→ **EXERCISE**: For each line in the data below that holds "staircase", return a copy.

→ **EXERCISE MATERIAL**:
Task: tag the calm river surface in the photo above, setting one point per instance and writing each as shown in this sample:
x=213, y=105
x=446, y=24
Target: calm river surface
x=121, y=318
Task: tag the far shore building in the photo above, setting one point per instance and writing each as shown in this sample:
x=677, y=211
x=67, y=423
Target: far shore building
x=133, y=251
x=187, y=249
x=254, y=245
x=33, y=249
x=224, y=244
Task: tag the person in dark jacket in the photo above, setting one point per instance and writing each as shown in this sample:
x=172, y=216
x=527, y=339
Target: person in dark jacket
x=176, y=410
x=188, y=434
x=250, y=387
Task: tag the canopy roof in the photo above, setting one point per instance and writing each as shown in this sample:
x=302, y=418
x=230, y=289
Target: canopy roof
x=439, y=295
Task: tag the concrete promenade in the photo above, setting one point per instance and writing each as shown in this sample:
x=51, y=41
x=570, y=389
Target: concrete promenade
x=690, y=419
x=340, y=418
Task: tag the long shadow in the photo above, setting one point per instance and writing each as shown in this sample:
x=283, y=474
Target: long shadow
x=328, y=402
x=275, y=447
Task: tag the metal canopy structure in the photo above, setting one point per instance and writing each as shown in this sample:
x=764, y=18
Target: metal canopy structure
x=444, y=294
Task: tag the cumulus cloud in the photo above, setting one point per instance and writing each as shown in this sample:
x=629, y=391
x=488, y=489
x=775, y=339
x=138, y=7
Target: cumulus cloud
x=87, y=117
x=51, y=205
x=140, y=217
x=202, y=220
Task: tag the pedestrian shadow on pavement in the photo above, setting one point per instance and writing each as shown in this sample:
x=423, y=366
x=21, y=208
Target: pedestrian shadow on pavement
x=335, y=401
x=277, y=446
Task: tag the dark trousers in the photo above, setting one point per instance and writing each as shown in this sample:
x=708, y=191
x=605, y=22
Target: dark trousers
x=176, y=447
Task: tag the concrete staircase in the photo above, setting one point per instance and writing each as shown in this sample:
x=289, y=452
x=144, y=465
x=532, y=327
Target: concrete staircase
* * *
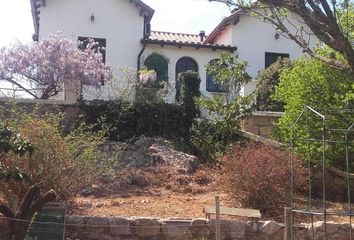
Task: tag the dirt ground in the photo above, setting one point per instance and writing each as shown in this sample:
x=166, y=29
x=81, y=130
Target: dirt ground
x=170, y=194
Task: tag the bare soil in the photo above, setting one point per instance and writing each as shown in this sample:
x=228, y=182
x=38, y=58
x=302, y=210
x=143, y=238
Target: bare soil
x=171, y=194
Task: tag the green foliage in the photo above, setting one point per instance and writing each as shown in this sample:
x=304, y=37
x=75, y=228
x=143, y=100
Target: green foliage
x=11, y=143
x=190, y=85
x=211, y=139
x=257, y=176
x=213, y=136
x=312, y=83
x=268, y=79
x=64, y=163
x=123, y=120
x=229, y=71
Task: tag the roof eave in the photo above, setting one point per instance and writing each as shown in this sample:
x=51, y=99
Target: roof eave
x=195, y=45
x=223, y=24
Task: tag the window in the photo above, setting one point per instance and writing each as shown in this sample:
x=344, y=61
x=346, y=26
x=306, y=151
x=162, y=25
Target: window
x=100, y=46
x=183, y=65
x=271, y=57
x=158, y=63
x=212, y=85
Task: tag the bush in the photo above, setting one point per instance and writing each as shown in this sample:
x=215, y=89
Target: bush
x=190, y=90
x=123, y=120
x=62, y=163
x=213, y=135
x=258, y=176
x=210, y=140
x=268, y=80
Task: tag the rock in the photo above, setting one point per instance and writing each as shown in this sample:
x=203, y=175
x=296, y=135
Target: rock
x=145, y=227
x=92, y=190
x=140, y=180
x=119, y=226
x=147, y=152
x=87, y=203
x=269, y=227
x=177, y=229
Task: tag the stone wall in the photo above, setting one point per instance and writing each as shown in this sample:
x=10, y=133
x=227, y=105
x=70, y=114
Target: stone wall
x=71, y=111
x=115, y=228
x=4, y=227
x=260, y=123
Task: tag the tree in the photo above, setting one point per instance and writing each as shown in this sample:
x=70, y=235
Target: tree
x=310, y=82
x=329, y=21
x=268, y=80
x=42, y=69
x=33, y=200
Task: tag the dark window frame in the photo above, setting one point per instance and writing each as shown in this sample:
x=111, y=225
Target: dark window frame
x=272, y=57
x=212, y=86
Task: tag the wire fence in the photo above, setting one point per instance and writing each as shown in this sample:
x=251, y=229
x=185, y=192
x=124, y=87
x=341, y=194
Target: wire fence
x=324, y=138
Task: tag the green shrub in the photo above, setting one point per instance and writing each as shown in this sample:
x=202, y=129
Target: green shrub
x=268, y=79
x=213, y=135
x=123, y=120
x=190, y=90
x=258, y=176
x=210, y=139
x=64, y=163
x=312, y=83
...
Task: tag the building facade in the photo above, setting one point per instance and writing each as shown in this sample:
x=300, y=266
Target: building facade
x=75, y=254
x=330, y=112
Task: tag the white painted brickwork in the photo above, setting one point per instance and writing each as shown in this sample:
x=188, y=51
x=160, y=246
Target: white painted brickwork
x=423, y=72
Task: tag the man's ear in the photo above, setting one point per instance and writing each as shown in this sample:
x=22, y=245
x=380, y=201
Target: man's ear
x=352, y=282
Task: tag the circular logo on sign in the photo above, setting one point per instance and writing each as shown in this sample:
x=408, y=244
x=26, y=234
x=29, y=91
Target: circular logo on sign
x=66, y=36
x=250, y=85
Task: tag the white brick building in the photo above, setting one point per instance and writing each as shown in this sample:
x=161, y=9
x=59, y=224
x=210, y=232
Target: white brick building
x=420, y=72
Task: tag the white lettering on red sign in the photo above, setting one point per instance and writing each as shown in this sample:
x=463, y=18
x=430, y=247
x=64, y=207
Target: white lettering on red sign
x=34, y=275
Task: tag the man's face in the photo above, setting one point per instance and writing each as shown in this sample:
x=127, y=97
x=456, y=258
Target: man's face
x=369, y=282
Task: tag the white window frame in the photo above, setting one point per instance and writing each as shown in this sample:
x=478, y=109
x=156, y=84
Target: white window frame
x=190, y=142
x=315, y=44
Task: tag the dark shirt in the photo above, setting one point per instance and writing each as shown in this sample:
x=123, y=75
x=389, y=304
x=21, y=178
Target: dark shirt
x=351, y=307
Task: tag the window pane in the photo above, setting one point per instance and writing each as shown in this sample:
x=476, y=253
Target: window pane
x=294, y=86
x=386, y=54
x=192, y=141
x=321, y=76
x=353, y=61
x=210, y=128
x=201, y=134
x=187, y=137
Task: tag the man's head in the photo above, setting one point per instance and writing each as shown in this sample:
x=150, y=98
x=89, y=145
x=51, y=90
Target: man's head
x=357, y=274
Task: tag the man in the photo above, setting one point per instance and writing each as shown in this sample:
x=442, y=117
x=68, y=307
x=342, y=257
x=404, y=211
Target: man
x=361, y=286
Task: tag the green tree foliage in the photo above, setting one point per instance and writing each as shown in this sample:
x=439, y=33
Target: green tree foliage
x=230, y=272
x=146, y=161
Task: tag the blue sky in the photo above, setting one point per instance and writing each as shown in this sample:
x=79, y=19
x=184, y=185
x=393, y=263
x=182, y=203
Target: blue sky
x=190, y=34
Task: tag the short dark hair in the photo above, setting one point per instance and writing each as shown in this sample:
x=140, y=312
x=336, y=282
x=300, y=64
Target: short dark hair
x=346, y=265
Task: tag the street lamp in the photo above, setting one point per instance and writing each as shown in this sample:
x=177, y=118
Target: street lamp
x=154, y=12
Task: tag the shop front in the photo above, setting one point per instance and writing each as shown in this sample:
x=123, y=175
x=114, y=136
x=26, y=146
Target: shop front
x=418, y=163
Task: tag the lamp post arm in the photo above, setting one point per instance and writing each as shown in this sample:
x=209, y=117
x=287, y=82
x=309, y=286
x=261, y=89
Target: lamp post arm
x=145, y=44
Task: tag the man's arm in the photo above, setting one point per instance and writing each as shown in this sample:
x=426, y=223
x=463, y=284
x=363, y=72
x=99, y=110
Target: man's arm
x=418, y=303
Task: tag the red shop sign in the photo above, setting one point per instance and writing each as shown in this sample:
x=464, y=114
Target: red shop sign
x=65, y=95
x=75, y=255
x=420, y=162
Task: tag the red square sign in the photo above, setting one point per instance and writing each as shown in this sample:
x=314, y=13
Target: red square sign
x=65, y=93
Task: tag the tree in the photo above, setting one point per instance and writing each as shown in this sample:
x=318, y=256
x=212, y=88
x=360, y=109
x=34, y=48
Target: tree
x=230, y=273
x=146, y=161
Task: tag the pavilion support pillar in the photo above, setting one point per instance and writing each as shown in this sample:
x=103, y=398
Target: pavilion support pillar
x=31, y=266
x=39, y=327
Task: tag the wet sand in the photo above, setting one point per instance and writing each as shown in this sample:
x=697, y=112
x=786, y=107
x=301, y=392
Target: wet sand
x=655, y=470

→ **REPLY TO THE EXERCISE**:
Task: tag the concrete staircase in the photo above, setting one point per instance and writing each as shown in this sample:
Target: concrete staircase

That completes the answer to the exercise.